APPLY WHAT YOU READ »
**1.** From the MIG fragmentation walkthrough, copy the text between "Kestrel's RCA agent" and "contiguous 2g.10gb instance.", inclusive.
**2.** In the MIG fragmentation walkthrough, what reason does the event monitor capture with the FailedScheduling event?

Training Job (The Victim)

This Job requests a 2g.10gb MIG instance - the profile that will fail due to fragmentation:

templates/training-job.yaml

{{- if .Values.training.enabled }}
apiVersion: batch/v1
kind: Job
metadata:
  name: {{ .Release.Name }}-training
  namespace: {{ .Values.namespace }}
  labels:
    app: mig-training
    demo: mig-fragmentation
spec:
  backoffLimit: 0  # Don't retry - we want to see the scheduling failure
  template:
    metadata:
      labels:
        app: mig-training
        workload-type: training
        priority: high
    spec:
      restartPolicy: Never
      containers:
      - name: training
        image: {{ .Values.training.image }}
        command:
        {{- range .Values.training.command }}
        - {{ . | quote }}
        {{- end }}
        resources:
          requests:
            # This MIG profile requires 2 contiguous GPU slices
            # Fragmentation from 1g.5gb pods will prevent scheduling
            nvidia.com/mig-2g.10gb: {{ .Values.training.resources.requests | dig "nvidia.com/mig-2g.10gb" 1 }}
          limits:
            nvidia.com/mig-2g.10gb: {{ .Values.training.resources.requests | dig "nvidia.com/mig-2g.10gb" 1 }}
      tolerations:
      - key: "nvidia.com/gpu"
        operator: "Exists"
        effect: "NoSchedule"
{{- end }}

What Kestrel Sees

Within a minute of the training job failing to schedule, Kestrel detects the incident:

The pod status monitor sees the training job in Pending state
The event monitor captures the FailedScheduling event with reason: "insufficient nvidia.com/mig-2g.10gb"
The RCA agent investigates by querying node allocatable resources and pod resource claims
Kestrel correlates: MIG resources exist, but in fragmented non-contiguous slices

The Investigation

Kestrel's RCA agent automatically investigates the scheduling failure by gathering evidence from multiple sources:

Pod events: Captures the FailedScheduling event and extracts the specific resource that's insufficient (nvidia.com/mig-2g.10gb)
Node capacity: Queries each node's allocatable MIG resources to understand what profiles are theoretically available
Current allocations: Maps which pods are consuming which MIG slices on which nodes
Fragmentation analysis: Calculates whether the "available" GPU memory exists as contiguous slices or is fragmented across non-adjacent positions

The RCA agent correlates this data to determine the root cause: while raw GPU memory is available, the existing 1g.5gb allocations have fragmented the GPU in a way that prevents creating a contiguous 2g.10gb instance.

The Fix

Kestrel analyzes the fragmentation scenario and generates targeted fix recommendations. In this case, it identifies the most efficient solution: adjusting the training job's resource request to match available MIG slices.

GIVEN INFORMATION »
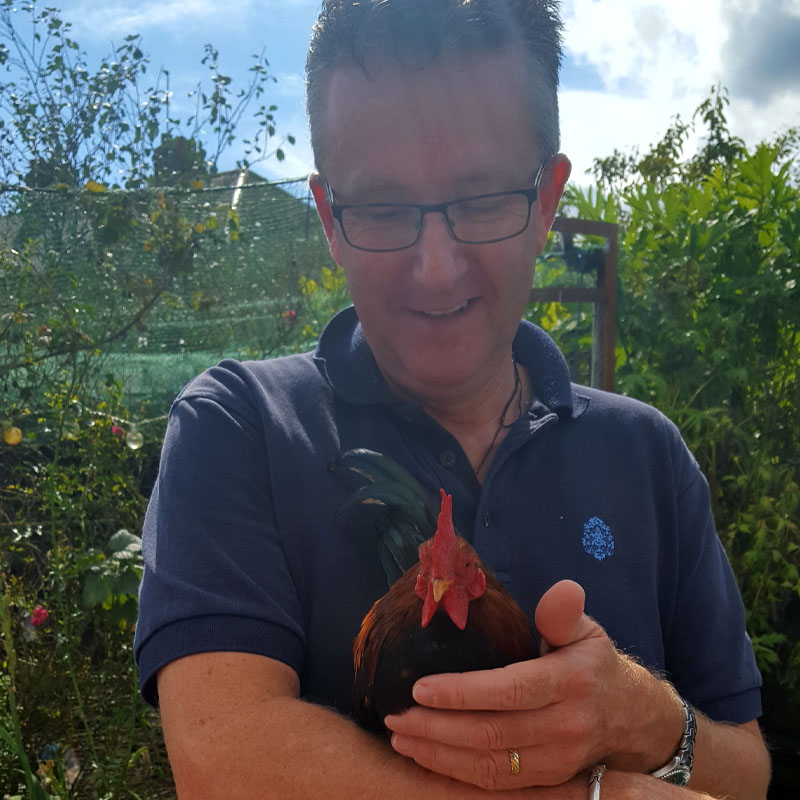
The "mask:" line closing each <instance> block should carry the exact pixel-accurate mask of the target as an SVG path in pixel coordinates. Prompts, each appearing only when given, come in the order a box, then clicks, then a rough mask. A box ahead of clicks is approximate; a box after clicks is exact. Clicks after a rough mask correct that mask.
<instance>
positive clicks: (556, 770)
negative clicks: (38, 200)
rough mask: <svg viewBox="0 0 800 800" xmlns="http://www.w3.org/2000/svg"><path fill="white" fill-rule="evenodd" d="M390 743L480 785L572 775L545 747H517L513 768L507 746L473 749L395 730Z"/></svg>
mask: <svg viewBox="0 0 800 800" xmlns="http://www.w3.org/2000/svg"><path fill="white" fill-rule="evenodd" d="M392 747H394V749H395V750H396V751H397V752H398V753H400V754H401V755H404V756H407V757H409V758H412V759H413V760H414V761H416V762H417V764H419V765H420V766H421V767H425V768H426V769H429V770H431V771H432V772H438V773H439V774H440V775H446V776H447V777H449V778H455V779H456V780H458V781H462V782H463V783H472V784H475V785H476V786H480V787H481V788H483V789H489V790H497V789H514V788H522V787H525V786H543V785H555V784H558V783H561V782H562V781H565V780H567V779H569V778H570V777H571V776H570V775H569V774H568V773H566V772H565V770H564V768H563V766H562V765H560V764H559V760H558V758H556V757H555V754H554V753H551V752H549V751H548V750H547V749H536V748H532V749H524V748H522V747H520V748H517V754H518V757H519V760H518V765H519V770H518V771H516V772H512V768H511V758H510V756H509V752H508V750H507V749H501V750H484V751H475V750H470V749H467V748H461V747H452V746H451V745H445V744H440V743H438V742H431V741H429V740H426V739H416V738H414V737H413V736H407V735H405V734H394V735H393V736H392Z"/></svg>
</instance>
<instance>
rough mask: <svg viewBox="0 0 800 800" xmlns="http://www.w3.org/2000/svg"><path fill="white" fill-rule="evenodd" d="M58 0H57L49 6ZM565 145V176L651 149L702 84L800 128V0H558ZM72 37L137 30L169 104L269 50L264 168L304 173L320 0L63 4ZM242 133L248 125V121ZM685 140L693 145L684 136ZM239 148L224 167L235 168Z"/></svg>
mask: <svg viewBox="0 0 800 800" xmlns="http://www.w3.org/2000/svg"><path fill="white" fill-rule="evenodd" d="M56 3H57V0H53V4H56ZM562 5H563V15H564V20H565V24H566V31H565V43H566V61H565V64H564V68H563V72H562V92H561V112H562V140H563V141H562V149H563V150H564V152H566V153H567V154H568V155H569V156H570V158H572V160H573V164H574V170H573V177H574V178H575V179H577V180H578V181H580V182H588V180H589V179H588V178H587V176H586V175H585V170H586V169H587V168H588V167H589V166H591V162H592V159H593V158H594V157H596V156H605V155H609V154H610V153H611V152H612V151H613V150H614V148H619V149H623V150H624V149H628V148H630V147H633V146H639V148H640V149H645V148H646V147H647V146H648V145H649V144H651V143H653V142H655V141H657V140H658V139H659V138H660V136H661V134H662V133H663V132H664V130H665V129H666V127H667V125H668V124H669V122H670V120H671V118H672V117H673V116H674V115H675V114H677V113H680V114H681V116H682V117H683V118H684V119H687V118H690V117H691V114H692V112H693V111H694V109H695V108H696V107H697V105H698V104H699V103H700V102H701V101H702V100H703V99H704V98H705V97H706V96H707V95H708V92H709V89H710V87H711V86H712V85H713V84H715V83H717V82H720V81H721V82H722V83H724V84H725V85H727V86H728V88H729V90H730V95H731V106H730V113H729V116H730V121H731V126H732V128H733V130H734V132H735V133H737V134H739V135H741V136H742V137H743V138H744V139H745V140H746V141H747V142H748V143H754V142H755V141H758V140H759V139H761V138H765V137H769V136H771V135H772V134H773V133H774V132H777V131H779V130H783V129H785V128H786V127H788V126H790V125H800V0H564V2H563V4H562ZM60 7H61V10H62V14H63V17H64V18H65V19H66V20H68V21H70V22H72V25H73V35H74V38H75V39H76V40H77V41H78V42H79V43H80V44H81V45H82V46H83V47H84V48H85V49H87V50H88V51H89V52H90V54H91V55H93V56H95V57H99V56H100V55H101V54H104V53H107V52H109V51H110V49H111V46H112V44H113V43H118V42H120V41H121V40H122V38H123V37H124V36H125V35H127V34H131V33H139V34H141V35H142V36H143V44H144V48H143V49H144V50H145V52H147V53H148V54H149V56H150V58H151V64H152V66H153V67H155V68H157V67H158V66H162V65H163V66H164V67H166V68H168V69H169V71H170V74H171V86H172V89H173V92H174V99H173V108H174V109H176V108H177V109H180V108H181V105H182V104H183V105H184V106H185V108H186V109H187V113H188V110H189V101H188V100H187V99H186V95H187V93H188V92H189V91H190V90H191V88H192V87H193V86H194V85H195V84H196V82H197V80H198V79H199V78H200V77H201V76H202V75H203V69H204V68H203V67H201V65H200V60H201V58H202V56H203V45H204V44H205V43H207V42H210V43H213V44H214V45H215V47H216V48H217V49H218V50H219V53H220V57H219V63H220V69H221V71H222V72H224V73H225V74H229V75H231V76H232V77H233V78H234V81H235V83H240V82H242V83H243V82H244V81H245V80H246V76H247V68H248V66H249V65H250V64H251V63H252V62H251V58H250V57H251V55H252V54H254V53H260V52H262V50H263V51H264V52H265V54H266V56H267V58H268V60H269V62H270V68H271V70H272V74H273V75H275V77H277V78H278V82H277V84H275V85H273V86H272V87H271V89H270V90H269V91H270V99H271V101H272V102H274V103H275V104H276V105H277V106H278V111H277V123H278V129H279V132H282V133H285V134H286V133H292V134H294V135H295V136H296V137H297V145H296V146H294V147H287V148H286V152H287V158H286V160H285V161H284V162H282V163H280V162H277V161H276V160H275V159H271V160H269V161H267V162H264V163H262V164H260V165H259V167H258V170H259V171H260V172H262V174H265V175H268V176H270V177H274V178H278V177H297V176H300V175H303V174H306V173H307V172H308V171H309V170H310V169H311V166H312V165H311V154H310V148H309V146H308V141H307V128H306V122H305V114H304V109H303V92H304V87H303V65H304V62H305V51H306V48H307V45H308V40H309V36H310V31H311V27H312V25H313V23H314V20H315V18H316V15H317V12H318V9H319V0H236V2H229V3H225V2H220V0H128V2H121V1H120V0H105V2H102V3H98V2H96V0H62V2H61V3H60ZM242 132H243V133H246V130H245V129H243V130H242ZM689 147H696V142H691V143H690V145H689ZM239 155H240V152H239V151H238V150H237V149H236V148H235V147H234V149H233V150H231V151H230V152H229V154H228V156H227V158H226V159H225V160H224V161H223V162H222V163H221V165H220V166H221V167H222V168H227V167H232V166H233V163H234V162H235V160H236V158H237V157H239Z"/></svg>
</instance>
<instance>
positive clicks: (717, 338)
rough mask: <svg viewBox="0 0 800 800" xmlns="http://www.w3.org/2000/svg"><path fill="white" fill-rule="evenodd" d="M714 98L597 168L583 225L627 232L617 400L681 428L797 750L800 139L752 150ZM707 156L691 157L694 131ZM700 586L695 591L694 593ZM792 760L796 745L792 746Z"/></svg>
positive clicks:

SOLUTIONS FOR EACH TASK »
**1.**
Kestrel's RCA agent automatically investigates the scheduling failure by gathering evidence from multiple sources:

Pod events: Captures the FailedScheduling event and extracts the specific resource that's insufficient (nvidia.com/mig-2g.10gb)
Node capacity: Queries each node's allocatable MIG resources to understand what profiles are theoretically available
Current allocations: Maps which pods are consuming which MIG slices on which nodes
Fragmentation analysis: Calculates whether the "available" GPU memory exists as contiguous slices or is fragmented across non-adjacent positions

The RCA agent correlates this data to determine the root cause: while raw GPU memory is available, the existing 1g.5gb allocations have fragmented the GPU in a way that prevents creating a contiguous 2g.10gb instance.

**2.** "insufficient nvidia.com/mig-2g.10gb"